[PROVIDED RECORDS — start]

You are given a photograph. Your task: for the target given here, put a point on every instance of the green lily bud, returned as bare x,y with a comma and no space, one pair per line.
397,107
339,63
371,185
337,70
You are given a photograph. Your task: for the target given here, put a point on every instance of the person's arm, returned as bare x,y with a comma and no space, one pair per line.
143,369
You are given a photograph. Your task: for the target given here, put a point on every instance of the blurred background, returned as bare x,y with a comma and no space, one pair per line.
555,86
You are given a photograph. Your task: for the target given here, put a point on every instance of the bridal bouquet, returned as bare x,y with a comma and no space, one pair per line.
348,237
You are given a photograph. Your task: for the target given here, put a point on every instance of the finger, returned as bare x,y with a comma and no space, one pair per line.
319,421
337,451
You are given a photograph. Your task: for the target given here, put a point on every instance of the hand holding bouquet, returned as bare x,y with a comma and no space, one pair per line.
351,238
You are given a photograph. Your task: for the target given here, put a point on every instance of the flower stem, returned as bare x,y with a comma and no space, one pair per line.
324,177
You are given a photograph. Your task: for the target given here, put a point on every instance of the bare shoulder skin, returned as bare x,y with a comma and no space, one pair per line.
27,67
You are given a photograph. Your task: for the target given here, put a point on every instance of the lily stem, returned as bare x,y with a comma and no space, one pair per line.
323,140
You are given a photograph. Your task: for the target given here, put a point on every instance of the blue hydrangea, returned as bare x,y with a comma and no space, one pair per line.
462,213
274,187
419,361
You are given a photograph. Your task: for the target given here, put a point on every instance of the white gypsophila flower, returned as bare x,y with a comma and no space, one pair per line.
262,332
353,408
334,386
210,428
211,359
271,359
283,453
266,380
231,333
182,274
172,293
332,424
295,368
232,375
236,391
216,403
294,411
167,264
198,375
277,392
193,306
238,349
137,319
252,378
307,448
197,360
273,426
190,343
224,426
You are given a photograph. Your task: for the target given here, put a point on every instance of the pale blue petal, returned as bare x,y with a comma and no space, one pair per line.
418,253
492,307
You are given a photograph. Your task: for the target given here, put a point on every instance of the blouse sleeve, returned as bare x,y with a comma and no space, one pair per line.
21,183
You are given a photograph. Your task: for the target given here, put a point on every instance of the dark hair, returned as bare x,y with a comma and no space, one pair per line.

[PROVIDED RECORDS — finish]

◆ PROBLEM DETAILS ◆
Only the lines from the one containing "of the blouse" through the last line of the entries above should be copied, exactly as written.

◆ EXPECTED ANSWER ◆
You are given a photograph. Your task: for the target given here, put a point on every instance of the blouse sleeve, returned as bare x,y with a comma and no space, one pair per line.
21,183
You are given a photograph. Your task: for the target given here, put a point on every instance of the dark hair, returned as bare x,y with a comma and no space, one pair per line.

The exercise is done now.